### [TASK DATA]
begin
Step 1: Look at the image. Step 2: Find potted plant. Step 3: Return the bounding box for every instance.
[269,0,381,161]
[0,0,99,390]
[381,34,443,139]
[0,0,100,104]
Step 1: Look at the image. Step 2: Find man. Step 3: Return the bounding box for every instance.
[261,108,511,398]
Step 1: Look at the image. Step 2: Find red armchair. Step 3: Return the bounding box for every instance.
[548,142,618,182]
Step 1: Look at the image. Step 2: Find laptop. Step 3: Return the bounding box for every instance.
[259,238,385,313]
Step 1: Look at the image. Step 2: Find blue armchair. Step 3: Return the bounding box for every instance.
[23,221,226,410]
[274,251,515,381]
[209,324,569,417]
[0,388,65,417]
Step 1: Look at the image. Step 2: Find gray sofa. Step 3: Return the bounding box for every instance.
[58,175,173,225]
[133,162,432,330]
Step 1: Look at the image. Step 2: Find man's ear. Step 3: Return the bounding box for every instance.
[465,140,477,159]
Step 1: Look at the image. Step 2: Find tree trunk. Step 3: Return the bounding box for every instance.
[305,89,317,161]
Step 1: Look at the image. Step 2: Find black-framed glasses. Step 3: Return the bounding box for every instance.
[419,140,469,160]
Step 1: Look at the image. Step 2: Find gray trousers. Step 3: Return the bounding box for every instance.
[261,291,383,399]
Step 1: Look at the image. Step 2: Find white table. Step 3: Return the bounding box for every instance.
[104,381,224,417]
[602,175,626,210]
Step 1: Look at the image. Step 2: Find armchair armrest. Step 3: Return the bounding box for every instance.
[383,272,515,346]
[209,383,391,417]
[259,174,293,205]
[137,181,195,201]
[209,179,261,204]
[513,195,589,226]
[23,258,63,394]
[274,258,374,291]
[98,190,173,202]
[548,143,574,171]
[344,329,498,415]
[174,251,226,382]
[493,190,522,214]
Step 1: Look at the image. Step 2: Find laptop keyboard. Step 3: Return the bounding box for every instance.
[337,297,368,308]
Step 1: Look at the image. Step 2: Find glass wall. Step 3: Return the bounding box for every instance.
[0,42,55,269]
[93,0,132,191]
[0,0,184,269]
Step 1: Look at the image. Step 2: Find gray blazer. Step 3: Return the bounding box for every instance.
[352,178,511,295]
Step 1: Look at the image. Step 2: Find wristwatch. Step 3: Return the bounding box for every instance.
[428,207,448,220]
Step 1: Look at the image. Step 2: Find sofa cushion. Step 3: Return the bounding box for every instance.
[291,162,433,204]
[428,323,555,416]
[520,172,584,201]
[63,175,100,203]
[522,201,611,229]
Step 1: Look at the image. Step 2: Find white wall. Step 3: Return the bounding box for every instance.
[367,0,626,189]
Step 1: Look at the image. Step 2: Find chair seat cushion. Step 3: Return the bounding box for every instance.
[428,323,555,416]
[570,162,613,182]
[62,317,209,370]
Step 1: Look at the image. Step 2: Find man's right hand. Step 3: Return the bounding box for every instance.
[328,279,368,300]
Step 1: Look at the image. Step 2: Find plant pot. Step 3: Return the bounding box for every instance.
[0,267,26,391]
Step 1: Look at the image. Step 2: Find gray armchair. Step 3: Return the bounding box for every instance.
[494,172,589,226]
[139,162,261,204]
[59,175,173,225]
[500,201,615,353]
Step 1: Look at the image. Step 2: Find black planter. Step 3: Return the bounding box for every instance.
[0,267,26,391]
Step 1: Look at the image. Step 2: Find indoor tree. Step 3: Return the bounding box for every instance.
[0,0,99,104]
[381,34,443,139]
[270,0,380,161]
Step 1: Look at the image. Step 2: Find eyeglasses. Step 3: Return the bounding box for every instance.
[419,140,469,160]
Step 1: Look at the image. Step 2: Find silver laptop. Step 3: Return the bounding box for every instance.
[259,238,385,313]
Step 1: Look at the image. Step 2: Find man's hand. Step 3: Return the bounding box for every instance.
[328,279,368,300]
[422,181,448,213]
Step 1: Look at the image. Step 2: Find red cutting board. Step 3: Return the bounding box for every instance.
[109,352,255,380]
end
### [WHAT TO WORK ON]
Please copy the data above from the line containing "Step 1: Look at the image. Step 2: Find man's right" through the end, inclusive, adding 90 to every bounding box coordinate and keeping every other line unchanged.

### [REPLY TO THE EXERCISE]
Step 1: Look at the image. Step 2: Find man's right hand. Step 3: Return the bounding box for every instance.
[418,369,458,390]
Step 1: Look at the image. Step 2: Find plant pot. Step 3: Return the bounding box for every instance.
[90,357,116,481]
Step 1: Look at the image. Step 2: Find gray armchair. Step 3: Return the bounding box for every instance.
[584,262,679,316]
[229,252,351,294]
[149,265,263,315]
[590,291,705,443]
Step 1: Look at the image. Step 2: Find black planter. Step 3: Return the bounding box for every instance.
[90,357,116,481]
Step 1: Look at the image. Step 2: Find indoor tree. Step 3: Return the bounding box for every instance.
[90,90,189,194]
[471,124,533,229]
[360,90,470,251]
Step 1: Look at the image. Step 2: Find eyeglasses. Step 3: Return the bounding box for every instance.
[509,230,559,250]
Step 1: Look at the image. Step 2: Find silver laptop. Step 3: Return the bounding box for every instance.
[349,328,475,403]
Step 1: Look at the image. Step 2: Find man's hand. Step 3: Return the bounding box for every instance.
[418,369,458,390]
[512,271,538,303]
Step 1: Look at the image. Step 2: Find red cutting board. Step 3: Return the bounding box for every instance.
[199,442,345,470]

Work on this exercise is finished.